____ Data supplied

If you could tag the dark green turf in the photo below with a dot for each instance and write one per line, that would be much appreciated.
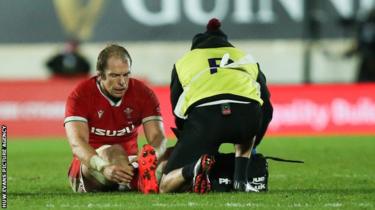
(339, 173)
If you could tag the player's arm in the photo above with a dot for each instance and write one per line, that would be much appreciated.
(78, 137)
(154, 133)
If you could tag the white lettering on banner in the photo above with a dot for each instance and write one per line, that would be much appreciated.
(300, 112)
(363, 112)
(31, 110)
(169, 12)
(339, 112)
(243, 10)
(197, 15)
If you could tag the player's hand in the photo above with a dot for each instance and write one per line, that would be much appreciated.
(119, 174)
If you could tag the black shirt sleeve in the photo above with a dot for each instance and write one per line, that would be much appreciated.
(267, 108)
(176, 91)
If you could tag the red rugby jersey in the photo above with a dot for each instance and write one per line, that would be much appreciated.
(109, 122)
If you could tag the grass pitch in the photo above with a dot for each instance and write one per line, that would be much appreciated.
(339, 173)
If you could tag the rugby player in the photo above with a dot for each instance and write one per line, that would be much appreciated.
(102, 118)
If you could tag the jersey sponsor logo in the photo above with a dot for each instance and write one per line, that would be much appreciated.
(100, 113)
(104, 132)
(128, 112)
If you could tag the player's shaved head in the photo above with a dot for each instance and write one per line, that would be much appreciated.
(112, 50)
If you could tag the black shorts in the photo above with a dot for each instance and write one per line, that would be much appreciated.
(208, 127)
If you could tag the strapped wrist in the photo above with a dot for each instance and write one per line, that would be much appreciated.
(98, 163)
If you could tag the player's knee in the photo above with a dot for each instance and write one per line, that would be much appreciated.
(163, 185)
(108, 151)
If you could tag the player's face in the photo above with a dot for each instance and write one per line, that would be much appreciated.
(116, 77)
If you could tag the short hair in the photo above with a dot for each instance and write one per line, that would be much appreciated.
(112, 50)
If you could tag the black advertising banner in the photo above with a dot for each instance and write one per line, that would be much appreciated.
(24, 21)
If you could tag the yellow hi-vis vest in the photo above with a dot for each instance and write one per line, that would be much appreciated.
(208, 72)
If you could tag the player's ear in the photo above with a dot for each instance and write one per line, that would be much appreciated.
(100, 75)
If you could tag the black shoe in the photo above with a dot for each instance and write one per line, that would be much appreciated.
(243, 187)
(201, 181)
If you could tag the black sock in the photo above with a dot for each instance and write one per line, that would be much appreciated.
(188, 172)
(240, 169)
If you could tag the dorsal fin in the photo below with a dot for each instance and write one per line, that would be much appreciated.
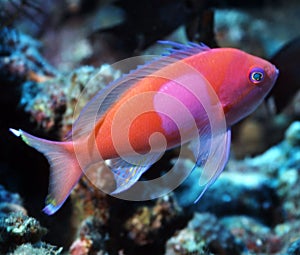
(105, 98)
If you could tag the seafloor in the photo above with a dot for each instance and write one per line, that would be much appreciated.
(49, 50)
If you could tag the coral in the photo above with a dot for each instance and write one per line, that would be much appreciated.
(17, 228)
(148, 223)
(36, 249)
(20, 59)
(52, 103)
(240, 192)
(257, 238)
(10, 202)
(92, 238)
(203, 235)
(294, 248)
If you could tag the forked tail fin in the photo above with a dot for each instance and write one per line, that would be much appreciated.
(64, 168)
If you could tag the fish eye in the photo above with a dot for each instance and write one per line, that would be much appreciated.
(257, 75)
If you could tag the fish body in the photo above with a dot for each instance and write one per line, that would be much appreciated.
(155, 112)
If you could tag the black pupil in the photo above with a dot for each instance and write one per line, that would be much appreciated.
(257, 76)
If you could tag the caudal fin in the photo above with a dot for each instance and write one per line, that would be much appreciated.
(64, 168)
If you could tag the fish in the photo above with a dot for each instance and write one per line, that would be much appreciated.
(192, 95)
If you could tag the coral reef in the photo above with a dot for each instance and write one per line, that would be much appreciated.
(37, 249)
(92, 238)
(203, 235)
(253, 208)
(20, 58)
(18, 229)
(52, 103)
(147, 224)
(10, 202)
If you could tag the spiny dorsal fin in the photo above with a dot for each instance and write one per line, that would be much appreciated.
(105, 98)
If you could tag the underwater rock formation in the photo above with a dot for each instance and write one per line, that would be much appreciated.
(203, 234)
(10, 202)
(20, 58)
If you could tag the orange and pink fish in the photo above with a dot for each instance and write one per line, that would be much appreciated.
(239, 80)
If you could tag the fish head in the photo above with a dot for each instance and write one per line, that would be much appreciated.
(247, 82)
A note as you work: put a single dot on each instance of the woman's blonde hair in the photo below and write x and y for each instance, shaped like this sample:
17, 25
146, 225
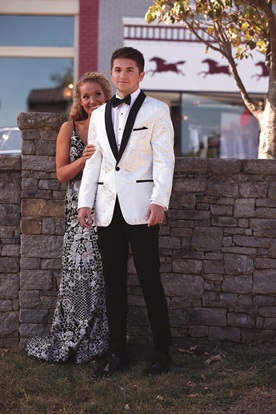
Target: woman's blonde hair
76, 111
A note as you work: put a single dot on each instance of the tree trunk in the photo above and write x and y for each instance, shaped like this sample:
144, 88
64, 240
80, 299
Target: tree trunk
267, 143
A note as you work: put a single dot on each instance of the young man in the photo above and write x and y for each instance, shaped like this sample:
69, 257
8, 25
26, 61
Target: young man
129, 181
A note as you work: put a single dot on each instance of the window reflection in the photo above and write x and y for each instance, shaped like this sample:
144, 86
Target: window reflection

________

What to work on —
From the data above, gather every line that includes the word "single".

Answer to the exercise —
A note as you work: put a single dot on each instance of the woman's blonde hair in the photo below and write x and y for each instance, shaped like this sample:
A note as you work: put a single dot on each instance of the tree trunk in the photo above and write x and y for each instance, shaped like this sample:
A note as you work: put a single dot on each instance of the young man in the photo above and write x and y for each instance, shaped like this sample:
A note as you work: put a single dot on each instance of the window reflection in the photo above and write x and y for each instance, shaped like this sample:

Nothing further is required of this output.